=== EXERCISE DIRECTIONS ===
Give every entry below again, exactly as written, and skip the images.

=== DATA SECTION ===
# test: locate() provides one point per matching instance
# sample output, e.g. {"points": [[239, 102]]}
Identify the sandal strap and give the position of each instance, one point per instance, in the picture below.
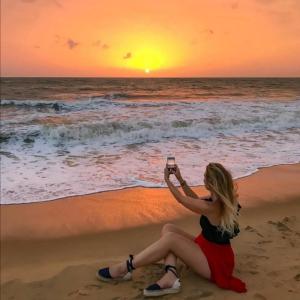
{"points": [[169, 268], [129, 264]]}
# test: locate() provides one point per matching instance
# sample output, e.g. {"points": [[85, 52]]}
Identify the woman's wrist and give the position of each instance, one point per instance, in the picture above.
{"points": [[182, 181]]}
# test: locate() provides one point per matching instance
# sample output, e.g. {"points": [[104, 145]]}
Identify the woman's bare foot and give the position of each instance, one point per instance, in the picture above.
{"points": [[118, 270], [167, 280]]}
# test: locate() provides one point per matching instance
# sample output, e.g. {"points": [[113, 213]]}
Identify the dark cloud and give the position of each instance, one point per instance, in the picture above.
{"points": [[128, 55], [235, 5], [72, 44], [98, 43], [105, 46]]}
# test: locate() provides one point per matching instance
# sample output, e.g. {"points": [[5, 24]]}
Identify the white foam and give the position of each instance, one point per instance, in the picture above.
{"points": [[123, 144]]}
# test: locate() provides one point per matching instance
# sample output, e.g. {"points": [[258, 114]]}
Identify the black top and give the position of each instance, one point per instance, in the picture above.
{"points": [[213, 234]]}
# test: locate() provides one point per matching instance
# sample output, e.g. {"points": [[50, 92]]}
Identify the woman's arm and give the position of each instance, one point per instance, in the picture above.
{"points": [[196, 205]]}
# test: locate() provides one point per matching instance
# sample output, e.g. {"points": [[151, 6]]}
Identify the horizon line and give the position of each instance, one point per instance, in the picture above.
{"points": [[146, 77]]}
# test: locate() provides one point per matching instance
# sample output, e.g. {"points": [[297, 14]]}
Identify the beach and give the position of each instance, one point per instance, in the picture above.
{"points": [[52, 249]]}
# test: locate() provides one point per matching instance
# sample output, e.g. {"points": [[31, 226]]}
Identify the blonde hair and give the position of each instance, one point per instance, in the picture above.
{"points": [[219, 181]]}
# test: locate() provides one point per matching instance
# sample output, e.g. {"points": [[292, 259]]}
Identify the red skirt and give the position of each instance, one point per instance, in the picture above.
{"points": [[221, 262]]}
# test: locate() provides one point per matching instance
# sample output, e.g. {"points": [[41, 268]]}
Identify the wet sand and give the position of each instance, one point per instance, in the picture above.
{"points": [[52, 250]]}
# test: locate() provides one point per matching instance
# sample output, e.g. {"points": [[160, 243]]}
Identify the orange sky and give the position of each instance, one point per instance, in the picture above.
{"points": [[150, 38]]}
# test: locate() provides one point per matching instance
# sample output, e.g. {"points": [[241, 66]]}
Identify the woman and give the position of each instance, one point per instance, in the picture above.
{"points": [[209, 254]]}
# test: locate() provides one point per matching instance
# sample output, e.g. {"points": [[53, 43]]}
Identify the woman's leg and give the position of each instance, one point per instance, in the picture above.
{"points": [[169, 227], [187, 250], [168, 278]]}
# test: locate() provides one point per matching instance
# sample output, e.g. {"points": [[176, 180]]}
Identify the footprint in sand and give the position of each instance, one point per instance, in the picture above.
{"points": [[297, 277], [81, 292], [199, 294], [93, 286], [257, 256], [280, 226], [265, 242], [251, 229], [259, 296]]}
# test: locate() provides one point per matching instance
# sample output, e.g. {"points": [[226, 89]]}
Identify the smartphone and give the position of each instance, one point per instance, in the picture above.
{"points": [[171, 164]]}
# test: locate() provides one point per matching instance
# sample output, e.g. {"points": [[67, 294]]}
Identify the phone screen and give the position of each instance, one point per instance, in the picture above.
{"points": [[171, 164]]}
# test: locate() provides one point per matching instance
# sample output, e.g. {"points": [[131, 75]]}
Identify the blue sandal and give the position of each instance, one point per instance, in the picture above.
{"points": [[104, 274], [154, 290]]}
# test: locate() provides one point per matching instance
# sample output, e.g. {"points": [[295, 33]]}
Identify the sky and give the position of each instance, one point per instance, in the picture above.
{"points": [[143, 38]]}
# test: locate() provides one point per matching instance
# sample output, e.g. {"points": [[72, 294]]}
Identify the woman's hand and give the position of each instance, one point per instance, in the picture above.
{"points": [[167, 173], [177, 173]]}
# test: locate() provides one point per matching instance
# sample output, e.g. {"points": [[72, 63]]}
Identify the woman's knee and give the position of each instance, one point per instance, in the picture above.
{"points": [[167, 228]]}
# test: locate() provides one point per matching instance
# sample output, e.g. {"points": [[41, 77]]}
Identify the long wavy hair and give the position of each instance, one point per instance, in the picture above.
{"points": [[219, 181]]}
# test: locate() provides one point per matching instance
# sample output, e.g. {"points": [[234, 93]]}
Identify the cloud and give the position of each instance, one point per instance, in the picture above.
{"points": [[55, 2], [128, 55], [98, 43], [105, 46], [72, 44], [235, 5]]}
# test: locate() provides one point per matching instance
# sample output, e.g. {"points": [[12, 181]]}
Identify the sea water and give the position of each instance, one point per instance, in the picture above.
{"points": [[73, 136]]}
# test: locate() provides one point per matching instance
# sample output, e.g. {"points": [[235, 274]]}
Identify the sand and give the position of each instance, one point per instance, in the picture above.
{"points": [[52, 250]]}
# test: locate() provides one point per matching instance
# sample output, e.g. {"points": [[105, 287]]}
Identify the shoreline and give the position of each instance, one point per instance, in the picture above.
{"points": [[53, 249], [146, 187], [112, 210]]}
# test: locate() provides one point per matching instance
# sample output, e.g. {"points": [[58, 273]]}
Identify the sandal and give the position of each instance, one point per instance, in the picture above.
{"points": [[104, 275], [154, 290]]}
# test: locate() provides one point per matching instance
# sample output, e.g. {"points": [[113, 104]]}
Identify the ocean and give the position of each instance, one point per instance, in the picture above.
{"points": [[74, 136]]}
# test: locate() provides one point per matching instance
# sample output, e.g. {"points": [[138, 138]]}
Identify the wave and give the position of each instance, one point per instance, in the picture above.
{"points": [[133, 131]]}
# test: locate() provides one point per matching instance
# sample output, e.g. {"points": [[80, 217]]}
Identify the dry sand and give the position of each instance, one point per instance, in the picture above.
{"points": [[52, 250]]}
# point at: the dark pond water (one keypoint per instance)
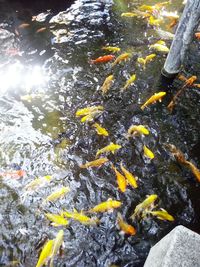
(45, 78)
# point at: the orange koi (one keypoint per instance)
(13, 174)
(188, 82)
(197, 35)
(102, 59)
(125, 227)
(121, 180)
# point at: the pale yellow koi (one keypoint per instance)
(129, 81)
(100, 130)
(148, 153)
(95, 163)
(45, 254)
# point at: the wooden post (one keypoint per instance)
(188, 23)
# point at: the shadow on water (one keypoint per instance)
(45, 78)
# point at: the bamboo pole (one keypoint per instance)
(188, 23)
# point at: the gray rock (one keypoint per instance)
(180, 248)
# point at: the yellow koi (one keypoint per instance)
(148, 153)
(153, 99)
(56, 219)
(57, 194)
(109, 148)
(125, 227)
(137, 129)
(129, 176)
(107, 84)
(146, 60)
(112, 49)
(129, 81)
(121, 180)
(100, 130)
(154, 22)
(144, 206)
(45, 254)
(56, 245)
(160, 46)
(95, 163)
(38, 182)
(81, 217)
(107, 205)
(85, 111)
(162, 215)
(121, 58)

=== EXERCISE RESULT ===
# test: locate() provides one point per matching instance
# sample output, e.g. {"points": [[239, 102]]}
Identify the sandal strap and give the position of each instance, one point per instance, in the picture below.
{"points": [[169, 268], [129, 264]]}
# test: locate() provides one point per matching instance
# sample output, e.g. {"points": [[85, 52]]}
Identify the woman's wrist and give the position of each instance, one point per instance, in the picture above.
{"points": [[182, 181]]}
# test: locate() provides one point per matching instance
# sample output, e.g. {"points": [[104, 145]]}
Identify the woman's bare foot and give the position of each instance, one point per instance, in the picture above.
{"points": [[118, 270], [167, 280]]}
# test: locate() provides one point per matching instance
# sample output, e.g. {"points": [[113, 213]]}
Identify the dark cloud and give the position of each instance, one point per instance, in the picture above.
{"points": [[128, 55], [235, 5], [72, 44], [98, 43], [105, 46]]}
# test: locate() provides one point per matching instance
# sample output, e.g. {"points": [[5, 24]]}
Identify the white foam and give the position of each instance, one point per instance, in the picture above.
{"points": [[123, 144]]}
# test: locate() provides one point per matching instance
# sample output, e.g. {"points": [[258, 114]]}
Identify the black top and give the position of each instance, one point per instance, in the picture above.
{"points": [[213, 234]]}
# test: locate() provides one point per matching instance
# sample output, e.g. {"points": [[50, 92]]}
Identify the woman's arm and give the position of each instance, one point per instance, in the picture above.
{"points": [[196, 205]]}
# test: locate() provides one point per matching instance
# sample output, e.g. {"points": [[151, 6]]}
Identify the horizon line and give the position of each instance, one point per instance, in the picture above.
{"points": [[146, 77]]}
# test: locate() provides one point per matching instance
# sample output, e.g. {"points": [[297, 14]]}
Identify the beach and give the position of each instance, one point per instance, in the picture above.
{"points": [[52, 249]]}
# test: locate() provides one point per matching instance
# sample output, e.g. {"points": [[31, 226]]}
Identify the blonde hair and give the position of each instance, one point per instance, in the picture above.
{"points": [[219, 181]]}
# test: locate() provides one point per matching instance
# sample output, e.g. {"points": [[292, 259]]}
Identify the red skirt and give the position of each instance, one point per instance, in the picture above.
{"points": [[221, 262]]}
# test: locate() provides one point per matching instance
# sample output, e.g. {"points": [[41, 268]]}
Identify the wet sand and give the position of each instance, one point per instance, in the picture above.
{"points": [[52, 250]]}
# test: locate() provides one point per matching instance
# sample output, e.g. {"points": [[160, 243]]}
Identify the orange sky and give the position of each instance, one point per instance, in the picture above.
{"points": [[150, 38]]}
# test: locate() provides one point per matching instance
# sample output, e.g. {"points": [[241, 66]]}
Identify the woman and give the position of each instance, one point per instance, in the picture above.
{"points": [[209, 254]]}
# test: locate() provides one point per matching instance
# sample output, e.g. {"points": [[53, 43]]}
Identify the woman's leg and give the position of each instance, one point per instance, in the picture above.
{"points": [[169, 227], [187, 250], [168, 278]]}
# test: locate() provides one point per matching instance
# sample output, e.g. {"points": [[176, 180]]}
Identify the footprint in sand and give the position of each instance, one point per instance, in the picture above.
{"points": [[297, 277], [81, 292], [199, 294], [93, 286], [257, 256], [280, 226], [265, 242], [251, 229], [259, 296]]}
# test: locate() provides one point per matching instance
# sample output, e.g. {"points": [[226, 89]]}
Identify the smartphone and give the position of each instance, one point per instance, in the picture above.
{"points": [[171, 164]]}
# test: locate() provides one point per matching instance
# sample output, e.g. {"points": [[67, 294]]}
Identify the phone screen and give the position of each instance, one point per instance, in the picture above.
{"points": [[171, 164]]}
# test: locate() provides one point per matching instance
# sample output, e.g. {"points": [[131, 75]]}
Identify the blue sandal and give the position of each instance, one point per instance, in the picture above.
{"points": [[104, 274], [154, 290]]}
# test: locate() provides one point per matching instance
# sample output, e.g. {"points": [[295, 33]]}
Identify the sky and give the position of each instance, one point per instance, in the picture above.
{"points": [[143, 38]]}
# test: locate() provides one point per matching instance
# sample output, e.g. {"points": [[72, 294]]}
Identify the woman's hand and give the position of each instance, one point per instance, in the picture above.
{"points": [[167, 173], [177, 173]]}
# test: locate() provides one point per matching instance
# sample output, e.g. {"points": [[72, 63]]}
Identify the woman's knee and give the position of each instance, one point per instance, in the picture above.
{"points": [[167, 228]]}
# test: locate() provides one point per matching instance
# sample output, e.g. {"points": [[41, 77]]}
Identify the long wavy hair and give the position of each instance, one point per instance, in the picture above.
{"points": [[219, 181]]}
# test: locate() provides one point per matching instance
# sample output, e.g. {"points": [[234, 93]]}
Identify the cloud and give the position of each instance, one point per instance, in the picture above.
{"points": [[55, 2], [128, 55], [98, 43], [105, 46], [72, 44], [235, 5]]}
# test: locate() provides one point per matching instance
# sample output, e.g. {"points": [[12, 181]]}
Identify the sea water and give the position of each instance, one point per instance, in the picture above.
{"points": [[73, 136]]}
# test: locate() provides one point per matching instance
# sample output, e.g. {"points": [[235, 274]]}
Identify the sand and give the position of each instance, one point per instance, in the picture above.
{"points": [[52, 250]]}
# test: locate() provides one point per matching instance
# sample output, e.g. {"points": [[105, 287]]}
Identify the shoreline and give the position of each instance, one point per instance, in the picture above.
{"points": [[53, 249], [146, 187], [112, 210]]}
# test: locate() provides one point per matching instance
# sample output, e.g. {"points": [[58, 273]]}
Identify the sandal and give the position of each instance, one point per instance, in the picture above.
{"points": [[104, 275], [154, 290]]}
# test: locate() provides one point per matching instance
# sample output, e.g. {"points": [[113, 104]]}
Identify the ocean and give the position of each instance, one point per instance, in the picture above.
{"points": [[74, 136]]}
# test: locate() provides one point per matching instance
# sample output, e.g. {"points": [[138, 138]]}
Identify the wave and give the position of each instance, one point per instance, in the picture above.
{"points": [[133, 131]]}
# test: locate() provides one point per matching instance
# sample output, e.g. {"points": [[80, 217]]}
Identify the dry sand and give the position of each instance, one point per instance, in the picture above.
{"points": [[52, 250]]}
# point at: the dark pond water (one keypoint per instance)
(45, 78)
# point at: the orange koi (one keypoint per instance)
(13, 174)
(188, 82)
(197, 35)
(102, 59)
(125, 227)
(121, 180)
# point at: the pale yellow koi (one keypoint per instance)
(129, 81)
(100, 130)
(148, 153)
(95, 163)
(45, 254)
# point at: the wooden post (one keypoint per instance)
(188, 23)
# point at: the shadow on water (one keypoint per instance)
(45, 78)
# point at: the bamboo pole (one keypoint per instance)
(188, 23)
# point at: the gray rock (one keypoint per instance)
(180, 248)
# point at: the yellow koi (one keypoint per instance)
(148, 153)
(153, 99)
(56, 219)
(57, 194)
(109, 148)
(125, 227)
(137, 129)
(129, 176)
(107, 84)
(146, 60)
(112, 49)
(129, 81)
(121, 180)
(100, 130)
(154, 22)
(144, 206)
(45, 254)
(56, 245)
(160, 46)
(95, 163)
(38, 182)
(81, 217)
(107, 205)
(85, 111)
(162, 215)
(121, 58)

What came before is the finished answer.